REQUIREMENT
Turn the lines below into a numbered list, omitting any blank lines.

MATERIAL PROVIDED
- - - - -

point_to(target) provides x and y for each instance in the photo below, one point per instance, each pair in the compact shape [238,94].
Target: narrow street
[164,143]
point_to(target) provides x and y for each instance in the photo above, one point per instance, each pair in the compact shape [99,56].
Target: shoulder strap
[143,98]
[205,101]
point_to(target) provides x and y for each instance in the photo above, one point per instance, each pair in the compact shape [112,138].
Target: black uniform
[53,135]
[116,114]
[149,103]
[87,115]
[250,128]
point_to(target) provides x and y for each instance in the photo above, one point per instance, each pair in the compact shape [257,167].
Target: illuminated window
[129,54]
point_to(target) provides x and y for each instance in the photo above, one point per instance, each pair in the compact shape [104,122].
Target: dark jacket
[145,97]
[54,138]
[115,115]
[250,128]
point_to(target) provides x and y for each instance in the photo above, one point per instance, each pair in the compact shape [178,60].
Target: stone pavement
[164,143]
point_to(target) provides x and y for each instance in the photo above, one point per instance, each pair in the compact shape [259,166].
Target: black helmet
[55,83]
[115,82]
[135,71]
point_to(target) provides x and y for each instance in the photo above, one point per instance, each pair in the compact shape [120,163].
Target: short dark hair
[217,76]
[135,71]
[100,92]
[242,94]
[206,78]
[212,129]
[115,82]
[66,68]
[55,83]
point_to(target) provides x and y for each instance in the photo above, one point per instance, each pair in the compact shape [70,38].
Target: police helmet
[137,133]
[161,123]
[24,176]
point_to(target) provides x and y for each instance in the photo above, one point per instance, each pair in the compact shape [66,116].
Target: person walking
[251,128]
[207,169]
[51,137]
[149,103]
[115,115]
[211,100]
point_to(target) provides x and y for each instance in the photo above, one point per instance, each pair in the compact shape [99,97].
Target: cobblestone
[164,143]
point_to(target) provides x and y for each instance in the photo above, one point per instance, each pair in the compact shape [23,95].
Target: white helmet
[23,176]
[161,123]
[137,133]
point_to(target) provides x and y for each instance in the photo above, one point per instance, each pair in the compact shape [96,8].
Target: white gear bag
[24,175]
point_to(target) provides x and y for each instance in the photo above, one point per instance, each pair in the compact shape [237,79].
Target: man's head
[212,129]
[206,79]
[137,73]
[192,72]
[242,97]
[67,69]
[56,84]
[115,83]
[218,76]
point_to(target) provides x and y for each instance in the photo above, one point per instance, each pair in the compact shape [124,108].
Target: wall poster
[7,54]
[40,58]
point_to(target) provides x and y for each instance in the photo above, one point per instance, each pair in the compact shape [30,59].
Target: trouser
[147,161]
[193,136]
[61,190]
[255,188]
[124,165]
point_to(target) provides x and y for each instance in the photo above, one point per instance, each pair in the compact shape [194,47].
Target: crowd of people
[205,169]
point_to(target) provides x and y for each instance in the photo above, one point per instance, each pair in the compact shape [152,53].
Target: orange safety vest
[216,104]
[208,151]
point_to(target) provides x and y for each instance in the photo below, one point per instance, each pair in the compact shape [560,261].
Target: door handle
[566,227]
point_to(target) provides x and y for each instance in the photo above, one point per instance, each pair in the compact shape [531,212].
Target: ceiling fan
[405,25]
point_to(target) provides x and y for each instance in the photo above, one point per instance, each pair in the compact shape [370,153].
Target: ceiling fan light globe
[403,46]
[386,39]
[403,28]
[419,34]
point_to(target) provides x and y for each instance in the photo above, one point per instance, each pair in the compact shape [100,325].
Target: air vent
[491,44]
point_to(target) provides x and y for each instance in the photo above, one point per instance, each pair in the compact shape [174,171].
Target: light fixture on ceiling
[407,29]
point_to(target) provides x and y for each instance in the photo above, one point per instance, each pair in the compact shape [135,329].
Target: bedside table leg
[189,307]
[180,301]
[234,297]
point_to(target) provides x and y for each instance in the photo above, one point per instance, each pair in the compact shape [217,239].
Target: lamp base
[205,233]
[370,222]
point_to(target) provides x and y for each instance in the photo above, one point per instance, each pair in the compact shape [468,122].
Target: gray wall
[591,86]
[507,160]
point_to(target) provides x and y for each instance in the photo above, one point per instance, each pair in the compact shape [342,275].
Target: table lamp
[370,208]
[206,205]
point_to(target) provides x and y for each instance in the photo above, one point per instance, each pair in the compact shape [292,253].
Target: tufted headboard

- - - - -

FINISHED TASK
1. point_to(target) provides x and y for each instance in the photo below, one point per instance, each pair in the compact shape [238,94].
2. Target: narrow street
3. [164,143]
4. point_to(target) provides x and y for each instance in the photo above, one point per instance, each pair in the compact shape [99,56].
5. Target: shoulder strap
6. [143,98]
7. [205,101]
8. point_to(target) provides x and y for each instance in the photo above, one point per instance, each pair in the compact shape [112,138].
9. Target: black uniform
10. [53,135]
11. [116,114]
12. [149,103]
13. [87,115]
14. [250,128]
15. point_to(target) provides x and y for each instance in the photo above, one point per instance, each pair in the compact shape [257,167].
16. Target: illuminated window
17. [129,54]
18. point_to(target) provides x and y for each instance in the photo above, one point per instance, each pair in the compact shape [104,122].
19. Target: dark jacket
20. [145,97]
21. [54,138]
22. [115,115]
23. [250,128]
24. point_to(target) provides x and y for each instance in the photo above, one point per instance, each pair in the compact shape [178,60].
25. Target: stone pavement
26. [164,143]
27. point_to(target) provides x and y for each instance in the photo above, one point per instance, each pair in the compact shape [259,166].
28. Target: black helmet
29. [55,83]
30. [115,82]
31. [135,71]
32. point_to(target) provides x and y for each instance in the photo above, one point per instance, each pair in the compact shape [120,163].
33. Target: short dark hair
34. [217,76]
35. [135,71]
36. [100,92]
37. [242,94]
38. [206,78]
39. [212,129]
40. [115,82]
41. [66,68]
42. [55,83]
43. point_to(target) provides x and y for each instance in the photo above, one point per instance, each pair in the compact shape [70,38].
44. Target: police helmet
45. [137,133]
46. [161,123]
47. [24,176]
48. point_to(target) provides x and y for each instance in the photo above, one point per instance, each pair in the compact shape [66,116].
49. Target: person walking
50. [251,128]
51. [207,169]
52. [51,137]
53. [149,103]
54. [115,115]
55. [211,100]
56. point_to(target) provides x and y for each instance in the photo above, one point per instance, each pair in the compact shape [99,97].
57. Target: cobblestone
58. [164,143]
59. point_to(target) provides x and y for each instance in the photo above, one point per instance, each pair in the compact shape [23,95].
60. Target: white helmet
61. [23,176]
62. [161,123]
63. [137,133]
64. point_to(target) provides x and y for each instance in the photo above, one point per instance, each pair in the compact shape [96,8].
65. Target: white gear bag
66. [24,175]
67. point_to(target) provides x and y for each instance in the photo above, one point per instance, each pair in the compact shape [237,79].
68. Target: man's head
69. [212,129]
70. [206,79]
71. [137,73]
72. [192,72]
73. [242,97]
74. [67,69]
75. [56,84]
76. [115,83]
77. [218,76]
78. point_to(target) provides x and y for each instance in the photo above, one point per instance, each pair in the compact shape [124,108].
79. Target: wall poster
80. [7,54]
81. [40,58]
82. point_to(target) provides x and y for each instance in the photo above, one point per instance, each pair in the compact shape [30,59].
83. Target: trouser
84. [147,161]
85. [193,136]
86. [61,190]
87. [255,188]
88. [124,165]
89. point_to(target) provides x and y for each instance in the photo above, one point per instance, each pair in the compact shape [194,47].
90. Target: crowd of people
91. [205,169]
92. point_to(target) provides x and y for each instance in the photo above, one point per instance, each pair in the compact shape [152,53].
93. Target: orange safety vest
94. [216,104]
95. [208,151]
96. point_to(target) provides x and y for each instance in the photo below, one point per instance, each pair in the compact shape [560,261].
97. Target: door handle
98. [566,227]
99. point_to(target) provides x and y for each instance in the photo above, one point per instance, each pair in the compact shape [531,212].
100. Target: ceiling fan
101. [405,25]
102. point_to(target) provides x and y for each instance in the photo above, one point per instance, each pair in the compact shape [370,153].
103. Target: ceiling fan light globe
104. [403,46]
105. [386,39]
106. [403,28]
107. [419,34]
108. point_to(target) provides x and y for each instance in the photo above, one point per instance, each pair in the compact shape [100,325].
109. Target: air vent
110. [491,44]
111. point_to(target) provides x and y for each instance in the photo above, one point per instance, each pair in the compact shape [174,171].
112. Target: light fixture on ceiling
113. [407,29]
114. point_to(target) provides x and y for each instance in the photo above, one point per instance, each pair in the compact shape [135,329].
115. Target: bedside table leg
116. [189,307]
117. [180,301]
118. [234,297]
119. point_to(target) provides x and y for each instance in the photo above, one point per instance, each pair in the compact shape [217,239].
120. Target: lamp base
121. [205,233]
122. [370,222]
123. point_to(target) provides x and y for each instance in the photo above, one point per instance, each pair in the compact shape [468,122].
124. Target: gray wall
125. [591,86]
126. [507,160]
127. point_to(target) provides x and y for each instance in the photo above, one point per instance, each pair in the compact shape [342,275].
128. Target: table lamp
129. [370,208]
130. [206,205]
131. point_to(target) provides x and y for each instance in the photo above, one point per instance, each pair in the compact shape [292,253].
132. Target: tufted headboard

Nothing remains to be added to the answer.